# PROVIDED MATERIAL
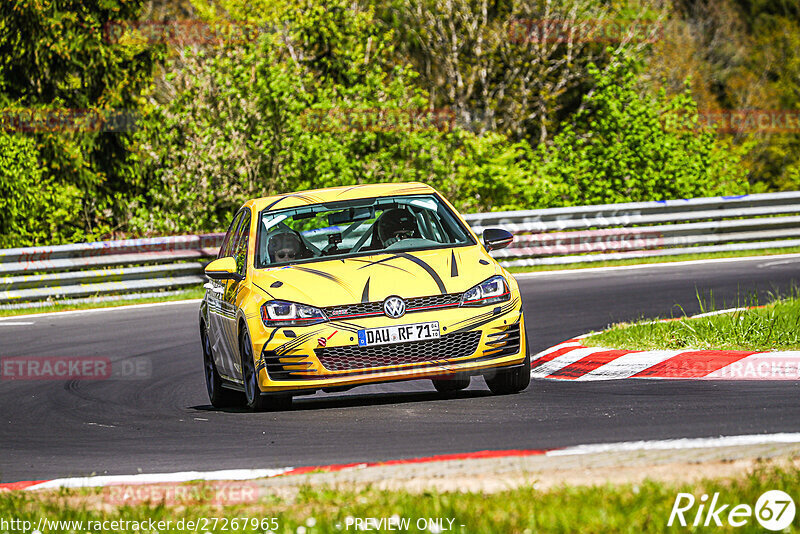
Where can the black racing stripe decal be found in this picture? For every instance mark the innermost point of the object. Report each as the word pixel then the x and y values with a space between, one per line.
pixel 427 268
pixel 264 290
pixel 348 189
pixel 365 294
pixel 271 335
pixel 293 195
pixel 296 342
pixel 482 319
pixel 370 263
pixel 323 274
pixel 353 328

# WORK REQUIRED
Print every line of the items above word for word, leaving out the pictures.

# SOLUTION FOR THIS TASK
Where can the black racing stripe decal be found in this picture? For every instance mark the innermost point of the object. Report each as the word pixel then the x and y values with a space between, one per line.
pixel 427 268
pixel 264 290
pixel 348 189
pixel 365 294
pixel 271 335
pixel 293 195
pixel 296 342
pixel 482 319
pixel 370 263
pixel 323 274
pixel 353 328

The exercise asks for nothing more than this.